* **Entries**:
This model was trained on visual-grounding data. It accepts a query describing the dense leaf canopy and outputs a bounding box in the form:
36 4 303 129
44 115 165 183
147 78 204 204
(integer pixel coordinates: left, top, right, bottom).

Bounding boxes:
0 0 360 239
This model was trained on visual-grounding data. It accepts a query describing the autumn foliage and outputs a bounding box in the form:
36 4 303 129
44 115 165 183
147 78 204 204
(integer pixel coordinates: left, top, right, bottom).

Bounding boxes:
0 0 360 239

--

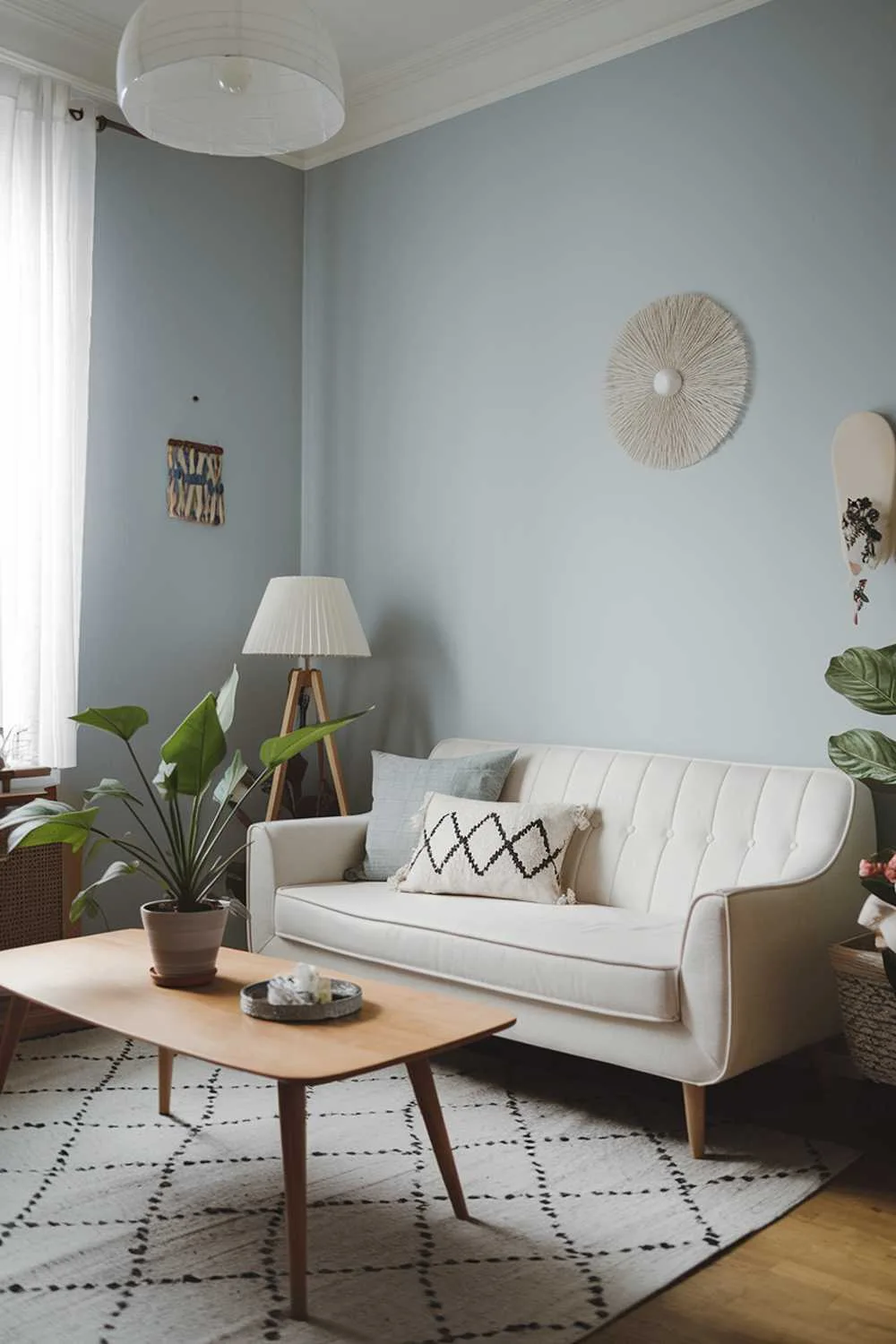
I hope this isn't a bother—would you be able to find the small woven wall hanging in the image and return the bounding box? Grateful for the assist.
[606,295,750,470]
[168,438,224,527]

--

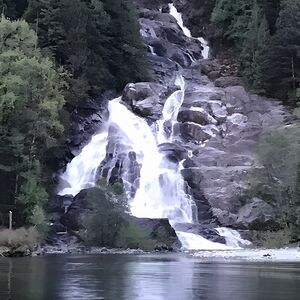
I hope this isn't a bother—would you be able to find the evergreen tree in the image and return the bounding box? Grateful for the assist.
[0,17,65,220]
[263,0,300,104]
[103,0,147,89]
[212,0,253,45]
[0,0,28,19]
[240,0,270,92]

* **What is expected**: Which lines in the entries above contain the word "find"? List each of those lines in full. Matching is case-sensitive.

* **Output of the task**:
I hope this isn't a bother—would you be able to find the small woven wall hanging in the image and return the bounding box? Grateful for the assist.
I hope this isn't a bother—would you be able to find the evergreen tree in the image and return the bounding box? Grateful for the assist.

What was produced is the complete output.